◆ What you are asked to do
An exact reproduction of the listing is wanted, with the pictures dropped.

#### Exercise data ####

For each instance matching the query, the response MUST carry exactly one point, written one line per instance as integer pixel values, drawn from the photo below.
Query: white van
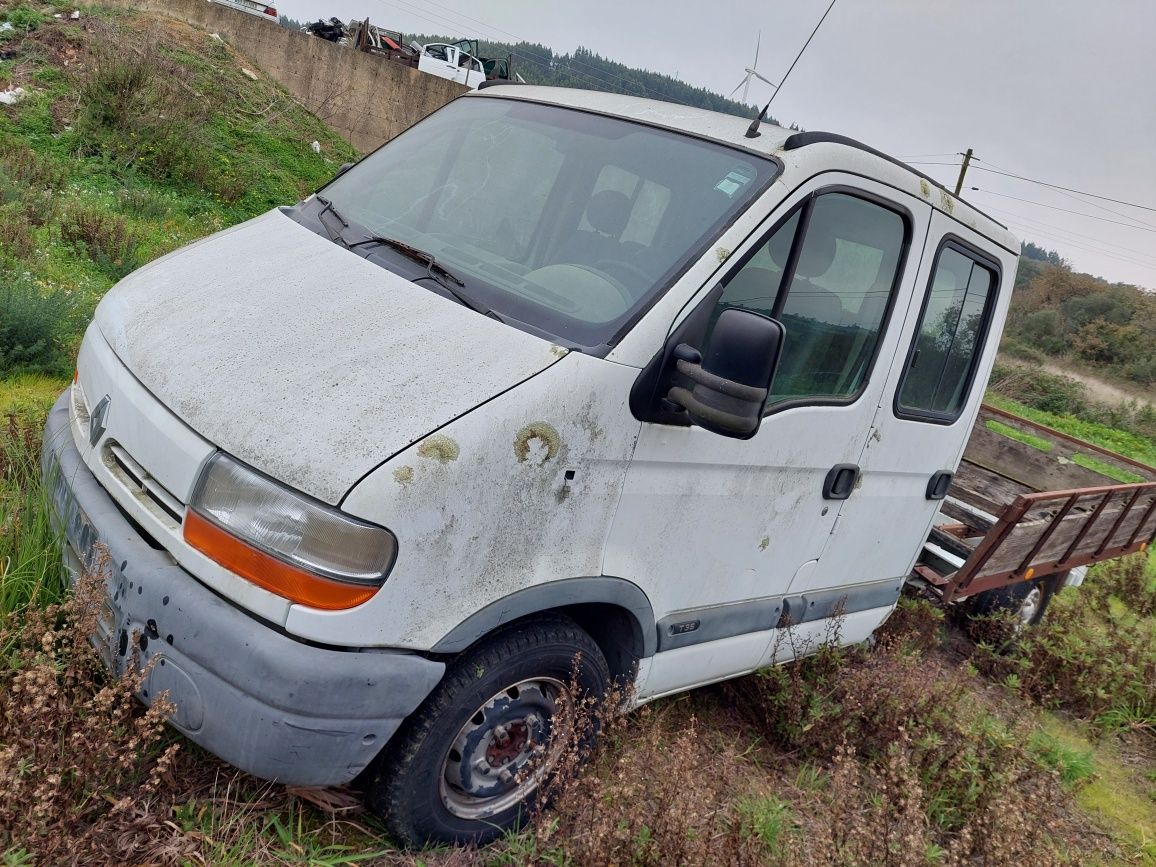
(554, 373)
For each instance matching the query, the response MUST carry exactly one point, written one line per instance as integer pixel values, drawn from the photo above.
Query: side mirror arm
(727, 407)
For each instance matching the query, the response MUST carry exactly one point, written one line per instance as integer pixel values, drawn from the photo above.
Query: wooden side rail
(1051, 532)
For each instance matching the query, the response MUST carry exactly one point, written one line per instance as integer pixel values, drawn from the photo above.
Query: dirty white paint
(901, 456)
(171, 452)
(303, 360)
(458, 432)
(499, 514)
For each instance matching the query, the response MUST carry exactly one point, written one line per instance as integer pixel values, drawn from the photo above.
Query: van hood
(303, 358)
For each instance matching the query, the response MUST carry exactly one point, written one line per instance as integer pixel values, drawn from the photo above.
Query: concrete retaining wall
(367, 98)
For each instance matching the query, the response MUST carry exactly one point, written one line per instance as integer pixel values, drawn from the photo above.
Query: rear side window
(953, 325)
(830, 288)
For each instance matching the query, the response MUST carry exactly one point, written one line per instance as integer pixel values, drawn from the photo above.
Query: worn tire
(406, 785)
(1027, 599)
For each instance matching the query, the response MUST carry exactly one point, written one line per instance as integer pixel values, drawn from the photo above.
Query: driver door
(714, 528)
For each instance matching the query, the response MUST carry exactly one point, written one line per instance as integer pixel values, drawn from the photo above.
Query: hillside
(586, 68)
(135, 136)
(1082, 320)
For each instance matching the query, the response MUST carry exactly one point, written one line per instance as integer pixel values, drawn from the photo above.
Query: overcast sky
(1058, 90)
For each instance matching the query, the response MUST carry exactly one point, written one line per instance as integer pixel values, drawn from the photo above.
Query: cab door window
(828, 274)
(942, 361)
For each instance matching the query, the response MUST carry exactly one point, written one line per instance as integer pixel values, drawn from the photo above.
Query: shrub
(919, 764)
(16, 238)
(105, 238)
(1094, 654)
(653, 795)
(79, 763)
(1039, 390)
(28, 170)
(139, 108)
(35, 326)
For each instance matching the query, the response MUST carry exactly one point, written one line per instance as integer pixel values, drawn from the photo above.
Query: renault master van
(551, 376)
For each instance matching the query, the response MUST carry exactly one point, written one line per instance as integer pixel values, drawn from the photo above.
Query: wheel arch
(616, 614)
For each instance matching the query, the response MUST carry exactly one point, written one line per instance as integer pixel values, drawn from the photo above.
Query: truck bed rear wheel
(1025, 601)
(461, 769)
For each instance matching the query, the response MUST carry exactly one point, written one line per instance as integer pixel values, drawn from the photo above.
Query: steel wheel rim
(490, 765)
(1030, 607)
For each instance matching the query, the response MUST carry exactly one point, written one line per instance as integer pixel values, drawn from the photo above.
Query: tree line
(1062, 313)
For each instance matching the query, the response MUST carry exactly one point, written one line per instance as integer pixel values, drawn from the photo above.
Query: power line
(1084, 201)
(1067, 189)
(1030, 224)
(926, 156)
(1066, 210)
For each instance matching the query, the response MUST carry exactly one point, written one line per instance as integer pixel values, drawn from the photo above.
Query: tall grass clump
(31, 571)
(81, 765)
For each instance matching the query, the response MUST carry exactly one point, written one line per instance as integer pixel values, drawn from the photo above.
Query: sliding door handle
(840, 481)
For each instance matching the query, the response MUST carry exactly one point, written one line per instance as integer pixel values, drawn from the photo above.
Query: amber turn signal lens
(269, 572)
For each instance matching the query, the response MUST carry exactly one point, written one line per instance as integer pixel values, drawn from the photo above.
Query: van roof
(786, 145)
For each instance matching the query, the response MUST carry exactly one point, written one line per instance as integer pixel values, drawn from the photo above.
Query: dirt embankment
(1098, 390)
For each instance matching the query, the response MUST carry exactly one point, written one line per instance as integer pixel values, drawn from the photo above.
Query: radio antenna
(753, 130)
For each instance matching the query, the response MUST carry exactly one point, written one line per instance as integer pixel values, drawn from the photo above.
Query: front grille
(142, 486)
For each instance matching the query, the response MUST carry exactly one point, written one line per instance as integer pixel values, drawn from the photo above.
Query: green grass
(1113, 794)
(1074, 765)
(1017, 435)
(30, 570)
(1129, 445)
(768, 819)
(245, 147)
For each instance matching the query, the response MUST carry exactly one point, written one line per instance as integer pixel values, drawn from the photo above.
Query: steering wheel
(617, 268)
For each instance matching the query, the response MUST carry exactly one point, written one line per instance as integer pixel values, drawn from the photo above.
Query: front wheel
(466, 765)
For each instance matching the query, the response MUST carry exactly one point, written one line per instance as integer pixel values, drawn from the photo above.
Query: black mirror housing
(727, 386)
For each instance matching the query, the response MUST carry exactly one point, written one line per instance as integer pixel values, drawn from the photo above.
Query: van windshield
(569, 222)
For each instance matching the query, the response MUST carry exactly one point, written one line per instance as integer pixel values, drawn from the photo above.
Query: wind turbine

####

◆ Task output
For each instance matching the query, the response MUST carry exactly one point, written one line per instance as integer pixel values, drawn from the photo below.
Query: white van
(554, 373)
For each instance matching the query, the response MUST carry exactly one point, written one line per instance as integer pixel values, drawn from the photo above.
Query: side mirror arm
(727, 407)
For each instance matching the query, the response MUST carry exactly one point, written one line per instance as integer pixel values, drawn from the photo above.
Query: wooden side rail
(1051, 532)
For each instance matching the query, the response MUST carry exactly one point, written one line per instance as integer pixel values, drawn from the photo above.
Query: dirty white paint
(901, 456)
(171, 452)
(303, 360)
(458, 432)
(499, 514)
For each instance matching the query, the response MUST carry exactly one point, written one line per instance as integer pixel values, drawn from the photo above.
Query: van hood
(303, 358)
For each instance matching the query, the response MUST carry exactly one point, written one line per instance as integer pixel values, drawn from the photo above.
Query: concrete retaining wall
(367, 98)
For each instance matching the query, the response MUST carry exactly one point, written one line per instance as integer pixel values, drawn from the photo above.
Query: rear side window
(953, 325)
(830, 288)
For each instance matching the query, the response MUST carry exactly one point, written one line per instance as integer pixel values, drawn from the photo above.
Query: worn tire
(406, 785)
(1027, 599)
For each instance matching the query, the response MUST carry exactly one point, written one line per instance as integer pixel values, drawn from the photo above.
Query: driver door
(714, 528)
For each instance matching the query, the response MUST carry exactly one point, written one line per instance as integer pixel values, drawn from the photo above.
Query: hillside
(586, 68)
(135, 136)
(1082, 320)
For each instance matching the query, the response MUST carry exactly one point, written one line per instance as integer pixel values, drawn from the photo above.
Query: overcast sky
(1058, 90)
For each instance matching the query, the response MUST carry exactly one point, written one line per instance as integer pixel values, drawn from the photo above.
Query: cab door window
(828, 274)
(942, 361)
For each instance matching the query, the response MUST carry exactly one point, written one line per instance as integer pixel values, drawn from the photo above.
Query: shrub
(919, 764)
(16, 238)
(105, 238)
(1094, 654)
(653, 795)
(79, 763)
(1039, 390)
(28, 170)
(139, 108)
(35, 326)
For each instance matching the query, the response MUST carry exactly one point, written one line per instance as integer pixel values, drawn from the photo above.
Query: renault master van
(551, 376)
For each instance matching the query, the response MUST carry exactly one point, written one line per instance as integer pixel values, drawn from the photo above.
Query: wheel arch
(616, 614)
For each instance matching the query, the response MUST carry exactly one point, written one line per instance as integer pixel values, drawn from the photo above.
Query: truck bed rear wheel
(1025, 601)
(461, 769)
For each instance matching the query, the response MUST carry exactly one point, written one line per instance as integer pixel values, drawn from the photo above.
Query: steel wheel rim
(490, 765)
(1030, 607)
For each instance matching the query, the response MUST carry exactly one point, written one line per instance as integer pixel values, drawn from the photo above.
Query: tree line
(1062, 313)
For each instance matching the query, the response MUST carry exactly one point, written one line per instance as integer pixel values, drawn from the photo above.
Query: power line
(1084, 201)
(1067, 189)
(1030, 224)
(926, 156)
(1066, 210)
For each instance matching the query, the response MUST carry exactly one point, written one line per instance as integer pixel values, drawn from the photo above.
Query: tall grass clump
(31, 571)
(81, 765)
For each instance matching the query, the response MUST carry exactly one point, written one line per instance as integer pixel values, drawn from the photo above.
Query: sliding door handle
(840, 481)
For each instance matching the query, the response MUST carry exactly one point, written one line per instance as integer pixel values, drawn from the photo above.
Query: amber turn signal lens
(269, 572)
For each instance matching the query, the response MUST carry exactly one point, written one line per instance as integer pixel values, drawn from the photo above.
Query: van roof
(786, 145)
For each instance matching the query, the response MUST carry exactly one point, written one line per instance as integer pixel values, drawn from the photo above.
Query: dirt embankment
(1098, 390)
For each instance matching the query, the response MUST carry exactly one point, written one line per instance as integer pixel values, drawn from the photo above.
Query: radio antenna
(753, 130)
For each instance matching the query, the response MUST carry exactly one point, written one line per instance as integer pixel values, drawn from the photo above.
Query: front grille
(142, 486)
For each instance matching the query, the response MUST carry exactly one point, written one line per instance as integer pixel values, drawn from the photo above.
Query: green grass
(1113, 794)
(1074, 765)
(1017, 435)
(30, 570)
(1129, 445)
(768, 819)
(245, 147)
For each instance matching the query, the response MUST carry exactly one point, written one line per instance as integer pixel values, drawn from the photo above.
Query: steering wheel
(617, 268)
For each instance matching the query, the response MUST carry exactly one point, written one line per instance as integer pixel values, drawn from the photo above.
Query: front wheel
(466, 765)
For each instance matching the query, the response MUST carry exactly one point, written one line per instance as integer pixel values, drawn from the photo above.
Query: black mirror housing
(727, 386)
For each instance matching the query, the response MUST carry exactly one point, written one line per instance as integer pixel values, drawn from the photo above.
Query: van windshield
(569, 222)
For each instance matching the query, the response MUST carry exactly one point, written one line per instance as integer pixel values, drawn from the photo above.
Query: wind turbine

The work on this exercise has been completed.